### What the exercise asks
Which lines of the data below contain the string "ceiling"? Show each one copied in full, with case counting in the match.

### Exercise input

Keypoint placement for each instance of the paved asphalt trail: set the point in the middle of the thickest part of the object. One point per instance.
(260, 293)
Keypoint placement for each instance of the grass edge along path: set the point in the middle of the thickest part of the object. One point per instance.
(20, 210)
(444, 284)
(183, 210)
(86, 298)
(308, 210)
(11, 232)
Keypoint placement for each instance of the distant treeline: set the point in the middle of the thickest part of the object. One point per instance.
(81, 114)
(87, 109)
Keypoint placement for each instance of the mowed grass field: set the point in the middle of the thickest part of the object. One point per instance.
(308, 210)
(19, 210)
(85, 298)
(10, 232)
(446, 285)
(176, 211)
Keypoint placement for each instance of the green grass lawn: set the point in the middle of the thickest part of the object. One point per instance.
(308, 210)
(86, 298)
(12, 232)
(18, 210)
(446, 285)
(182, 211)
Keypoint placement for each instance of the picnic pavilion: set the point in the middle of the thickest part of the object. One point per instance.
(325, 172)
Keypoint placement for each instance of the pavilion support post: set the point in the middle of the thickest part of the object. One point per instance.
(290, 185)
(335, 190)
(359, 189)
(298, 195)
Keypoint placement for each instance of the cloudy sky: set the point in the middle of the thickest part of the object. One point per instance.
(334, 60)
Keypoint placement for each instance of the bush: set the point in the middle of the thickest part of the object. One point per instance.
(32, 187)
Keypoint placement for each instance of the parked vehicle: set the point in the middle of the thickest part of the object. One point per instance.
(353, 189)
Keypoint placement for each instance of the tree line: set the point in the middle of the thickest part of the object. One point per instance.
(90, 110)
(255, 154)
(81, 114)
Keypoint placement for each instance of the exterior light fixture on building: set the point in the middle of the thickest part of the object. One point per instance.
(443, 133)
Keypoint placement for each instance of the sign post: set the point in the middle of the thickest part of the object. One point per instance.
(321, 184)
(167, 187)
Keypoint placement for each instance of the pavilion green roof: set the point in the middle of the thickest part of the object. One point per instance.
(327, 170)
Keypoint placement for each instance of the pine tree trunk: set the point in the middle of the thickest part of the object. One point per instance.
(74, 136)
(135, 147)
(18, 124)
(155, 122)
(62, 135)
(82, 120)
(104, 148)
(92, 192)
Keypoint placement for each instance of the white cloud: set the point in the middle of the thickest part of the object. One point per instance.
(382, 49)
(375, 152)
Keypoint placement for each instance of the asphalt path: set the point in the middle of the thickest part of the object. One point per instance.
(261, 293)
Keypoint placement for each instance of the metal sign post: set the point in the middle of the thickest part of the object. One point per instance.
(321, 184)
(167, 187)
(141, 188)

--

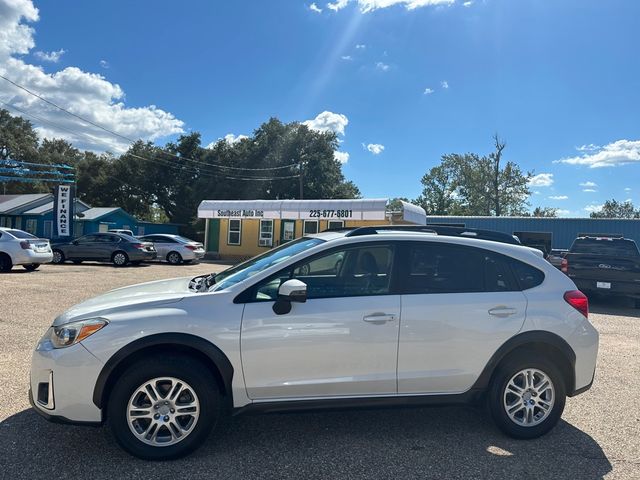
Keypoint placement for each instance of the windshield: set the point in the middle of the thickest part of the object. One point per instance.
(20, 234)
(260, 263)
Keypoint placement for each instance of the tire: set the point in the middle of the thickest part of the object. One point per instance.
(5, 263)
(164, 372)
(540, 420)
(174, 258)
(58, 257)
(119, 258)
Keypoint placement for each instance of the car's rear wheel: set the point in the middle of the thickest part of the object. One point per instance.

==

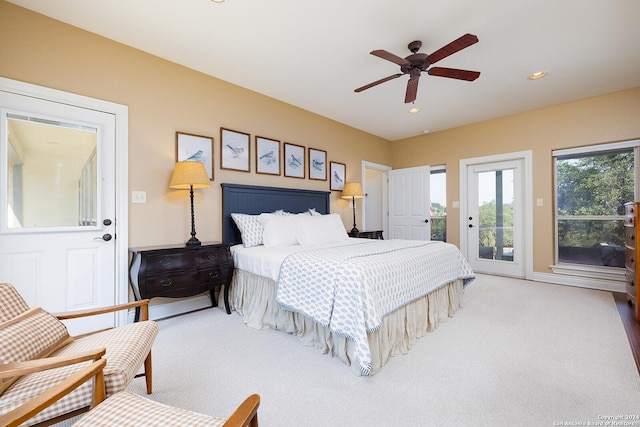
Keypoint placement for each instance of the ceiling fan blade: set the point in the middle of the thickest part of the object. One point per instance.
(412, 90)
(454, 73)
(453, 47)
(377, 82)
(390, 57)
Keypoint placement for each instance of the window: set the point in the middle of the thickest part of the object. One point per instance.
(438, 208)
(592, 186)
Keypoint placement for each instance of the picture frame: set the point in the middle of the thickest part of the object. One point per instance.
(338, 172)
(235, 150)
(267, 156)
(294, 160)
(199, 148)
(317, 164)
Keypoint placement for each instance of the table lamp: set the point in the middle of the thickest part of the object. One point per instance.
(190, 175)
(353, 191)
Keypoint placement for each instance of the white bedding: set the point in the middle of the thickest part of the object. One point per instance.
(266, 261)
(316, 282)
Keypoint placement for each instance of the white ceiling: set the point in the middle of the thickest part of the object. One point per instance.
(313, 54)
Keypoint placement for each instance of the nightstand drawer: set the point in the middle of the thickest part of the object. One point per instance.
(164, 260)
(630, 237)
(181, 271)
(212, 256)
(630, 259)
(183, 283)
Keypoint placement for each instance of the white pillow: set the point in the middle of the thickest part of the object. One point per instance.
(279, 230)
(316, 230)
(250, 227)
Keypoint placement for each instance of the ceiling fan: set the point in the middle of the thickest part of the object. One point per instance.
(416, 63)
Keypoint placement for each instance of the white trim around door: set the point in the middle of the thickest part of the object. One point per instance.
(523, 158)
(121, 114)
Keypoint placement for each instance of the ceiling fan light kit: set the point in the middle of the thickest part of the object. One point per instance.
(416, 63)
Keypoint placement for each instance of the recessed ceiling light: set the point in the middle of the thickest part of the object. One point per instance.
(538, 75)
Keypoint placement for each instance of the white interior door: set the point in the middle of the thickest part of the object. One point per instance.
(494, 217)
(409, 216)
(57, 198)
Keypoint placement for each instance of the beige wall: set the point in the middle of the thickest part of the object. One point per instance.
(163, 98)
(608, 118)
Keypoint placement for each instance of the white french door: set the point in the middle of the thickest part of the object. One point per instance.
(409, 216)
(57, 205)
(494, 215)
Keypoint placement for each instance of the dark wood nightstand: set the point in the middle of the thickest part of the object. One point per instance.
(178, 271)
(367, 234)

### Solution to the problem
Keypoint placement for each instance of the ceiling fan blade: set the point in the middle of the thickest part of the object. One point per instance.
Keypoint placement for each instance of the white ceiling: set the point in the middle of the thickest part of the object. One point per instance.
Keypoint placement for each instance of the ceiling fan: set the point in the middle of the thickest part of the object. One point per instance.
Keypoint placement for each instance of the ceiling fan light kit: set the point in the middle of the thickest part of the object. One point per instance.
Keypoint placement for each instance of the recessed ceiling light: set the point in the middle of the thickest part of the object. One point per instance.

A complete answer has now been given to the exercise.